■ **Work to be completed**
Copy the records below, starting at the line containing "Query: limestone cliff" and ending at the end of the records. Include every request, and scale each coordinate in the answers by 0.6, rounding to whole numbers with halves rounded up, but leave the requests and their format samples unchanged.

[Dataset records]
============

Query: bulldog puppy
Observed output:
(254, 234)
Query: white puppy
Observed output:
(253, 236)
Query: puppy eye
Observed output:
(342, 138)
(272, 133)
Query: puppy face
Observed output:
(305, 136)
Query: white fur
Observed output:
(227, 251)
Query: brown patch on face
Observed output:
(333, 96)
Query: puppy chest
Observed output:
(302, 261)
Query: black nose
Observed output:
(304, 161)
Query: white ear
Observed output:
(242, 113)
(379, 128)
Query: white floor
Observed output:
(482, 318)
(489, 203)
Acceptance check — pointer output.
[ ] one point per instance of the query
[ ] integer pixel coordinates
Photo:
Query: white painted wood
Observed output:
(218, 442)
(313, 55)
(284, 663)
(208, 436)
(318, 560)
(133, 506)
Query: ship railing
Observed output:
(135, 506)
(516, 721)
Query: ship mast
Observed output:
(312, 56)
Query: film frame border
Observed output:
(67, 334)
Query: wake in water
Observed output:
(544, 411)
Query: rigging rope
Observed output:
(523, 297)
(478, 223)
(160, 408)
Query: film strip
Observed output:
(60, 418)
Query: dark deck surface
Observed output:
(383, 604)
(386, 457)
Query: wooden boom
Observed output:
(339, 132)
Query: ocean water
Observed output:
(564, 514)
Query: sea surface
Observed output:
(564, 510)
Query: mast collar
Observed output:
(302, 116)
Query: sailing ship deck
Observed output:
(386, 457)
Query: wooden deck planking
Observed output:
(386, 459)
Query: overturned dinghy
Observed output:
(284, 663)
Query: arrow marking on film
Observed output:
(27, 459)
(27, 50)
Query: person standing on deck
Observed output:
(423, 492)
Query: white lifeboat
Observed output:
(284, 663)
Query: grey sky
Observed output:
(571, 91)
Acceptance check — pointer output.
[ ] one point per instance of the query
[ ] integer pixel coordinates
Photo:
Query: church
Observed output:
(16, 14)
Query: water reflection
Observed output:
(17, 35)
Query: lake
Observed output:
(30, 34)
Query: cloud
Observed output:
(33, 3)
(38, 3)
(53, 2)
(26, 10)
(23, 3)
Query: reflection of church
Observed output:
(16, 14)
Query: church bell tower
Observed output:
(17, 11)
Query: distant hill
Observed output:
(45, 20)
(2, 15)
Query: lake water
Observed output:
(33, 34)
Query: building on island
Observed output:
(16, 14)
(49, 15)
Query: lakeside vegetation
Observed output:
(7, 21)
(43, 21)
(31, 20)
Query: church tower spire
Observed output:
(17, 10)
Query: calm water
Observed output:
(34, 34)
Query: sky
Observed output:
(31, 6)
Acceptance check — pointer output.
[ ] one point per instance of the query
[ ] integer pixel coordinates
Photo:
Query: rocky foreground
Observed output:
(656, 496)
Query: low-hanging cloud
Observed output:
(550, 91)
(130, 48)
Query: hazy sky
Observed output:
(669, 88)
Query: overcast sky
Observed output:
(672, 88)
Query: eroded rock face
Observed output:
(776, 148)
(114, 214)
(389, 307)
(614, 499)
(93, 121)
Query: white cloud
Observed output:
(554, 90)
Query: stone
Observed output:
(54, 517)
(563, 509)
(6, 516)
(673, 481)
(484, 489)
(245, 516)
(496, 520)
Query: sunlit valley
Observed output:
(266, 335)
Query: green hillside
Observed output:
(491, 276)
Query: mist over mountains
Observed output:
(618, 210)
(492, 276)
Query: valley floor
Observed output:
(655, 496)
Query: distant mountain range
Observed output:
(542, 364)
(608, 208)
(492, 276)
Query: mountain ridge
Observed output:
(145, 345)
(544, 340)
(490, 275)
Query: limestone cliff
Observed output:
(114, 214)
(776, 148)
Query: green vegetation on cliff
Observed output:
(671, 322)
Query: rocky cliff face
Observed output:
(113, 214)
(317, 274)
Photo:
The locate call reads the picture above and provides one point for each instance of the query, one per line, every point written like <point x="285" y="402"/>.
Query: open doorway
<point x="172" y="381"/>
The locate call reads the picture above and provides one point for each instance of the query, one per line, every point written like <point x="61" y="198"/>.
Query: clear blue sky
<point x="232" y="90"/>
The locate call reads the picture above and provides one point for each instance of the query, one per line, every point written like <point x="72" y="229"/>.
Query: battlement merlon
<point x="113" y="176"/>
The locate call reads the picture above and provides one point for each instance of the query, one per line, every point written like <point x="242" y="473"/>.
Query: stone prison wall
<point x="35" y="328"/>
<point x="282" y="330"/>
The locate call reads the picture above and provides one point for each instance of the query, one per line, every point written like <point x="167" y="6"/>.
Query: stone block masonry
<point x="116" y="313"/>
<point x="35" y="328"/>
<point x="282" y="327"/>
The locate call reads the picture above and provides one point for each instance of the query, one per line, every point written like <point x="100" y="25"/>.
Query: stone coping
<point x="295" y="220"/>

============

■ **Output**
Query: limestone cliff
Observed output:
(68, 128)
(466, 89)
Query: green vegetation on cliff
Observed output:
(403, 193)
Query: rocky cliff face
Observed output:
(68, 128)
(190, 164)
Photo:
The locate call reads the picture above and provides one point for each instance of the query, one per line, every point written like <point x="285" y="402"/>.
Query: open doorway
<point x="103" y="229"/>
The locate call reads the picture above and provides one point for each instance of the query, one per line, every point written like <point x="61" y="198"/>.
Query: clear blue sky
<point x="139" y="54"/>
The locate call reads the picture above and provides one point for each instance of the query, one per line, every point written like <point x="72" y="229"/>.
Query: battlement merlon
<point x="68" y="106"/>
The locate call reads the picture above and provides one point for each instance of the query, one per line, every point written like <point x="242" y="473"/>.
Query: stone prison wall
<point x="21" y="197"/>
<point x="169" y="198"/>
The locate call reads the picture above and provides one point for each instance of the query, one per line, every point written like <point x="167" y="6"/>.
Query: stone block masonry
<point x="70" y="188"/>
<point x="21" y="197"/>
<point x="169" y="196"/>
The locate call reads the picture above and provides one point for each instance of the query, one per line, every point written like <point x="100" y="25"/>.
Query: stone coping
<point x="177" y="132"/>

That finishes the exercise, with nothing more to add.